▸ What is required:
Select and copy each line of the records that contains the word "grateful".

▸ Records to process:
==========

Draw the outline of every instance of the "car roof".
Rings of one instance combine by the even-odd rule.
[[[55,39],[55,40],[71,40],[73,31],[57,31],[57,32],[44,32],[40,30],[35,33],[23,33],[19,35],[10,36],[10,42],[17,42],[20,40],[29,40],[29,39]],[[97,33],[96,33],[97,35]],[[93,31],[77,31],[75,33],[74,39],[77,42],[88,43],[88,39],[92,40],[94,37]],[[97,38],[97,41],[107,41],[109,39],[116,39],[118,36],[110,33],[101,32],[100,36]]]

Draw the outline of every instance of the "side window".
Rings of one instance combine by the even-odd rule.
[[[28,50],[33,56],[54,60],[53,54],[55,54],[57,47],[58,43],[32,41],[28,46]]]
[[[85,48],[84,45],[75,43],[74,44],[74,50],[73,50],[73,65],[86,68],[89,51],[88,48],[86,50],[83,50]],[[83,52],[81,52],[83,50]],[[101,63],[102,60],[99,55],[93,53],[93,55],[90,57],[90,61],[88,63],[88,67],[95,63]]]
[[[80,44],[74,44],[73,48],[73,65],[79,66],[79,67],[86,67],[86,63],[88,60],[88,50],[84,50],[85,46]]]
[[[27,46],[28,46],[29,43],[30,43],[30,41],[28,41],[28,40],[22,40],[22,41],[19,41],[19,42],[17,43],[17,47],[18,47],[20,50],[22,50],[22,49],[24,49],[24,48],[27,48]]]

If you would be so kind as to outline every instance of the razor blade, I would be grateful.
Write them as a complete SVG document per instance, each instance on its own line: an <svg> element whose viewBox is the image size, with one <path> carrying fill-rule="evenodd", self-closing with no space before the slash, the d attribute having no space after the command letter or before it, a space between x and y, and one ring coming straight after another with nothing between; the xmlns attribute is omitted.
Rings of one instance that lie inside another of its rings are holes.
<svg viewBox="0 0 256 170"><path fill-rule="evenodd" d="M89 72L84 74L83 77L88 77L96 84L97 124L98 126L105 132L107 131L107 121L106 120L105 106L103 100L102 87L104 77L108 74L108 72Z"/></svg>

==========

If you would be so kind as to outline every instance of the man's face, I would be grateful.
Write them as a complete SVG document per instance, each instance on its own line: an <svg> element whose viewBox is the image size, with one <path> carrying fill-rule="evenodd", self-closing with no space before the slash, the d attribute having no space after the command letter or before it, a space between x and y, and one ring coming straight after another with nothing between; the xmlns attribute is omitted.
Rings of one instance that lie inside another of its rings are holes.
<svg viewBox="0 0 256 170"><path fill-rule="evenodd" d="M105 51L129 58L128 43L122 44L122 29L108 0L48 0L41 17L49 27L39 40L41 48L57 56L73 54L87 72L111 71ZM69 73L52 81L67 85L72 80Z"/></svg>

==========

▸ Solution below:
If you would be so kind as to outline every instance of the razor blade, I would be grateful.
If you would be so kind as to outline every instance of the man's face, I would be grateful.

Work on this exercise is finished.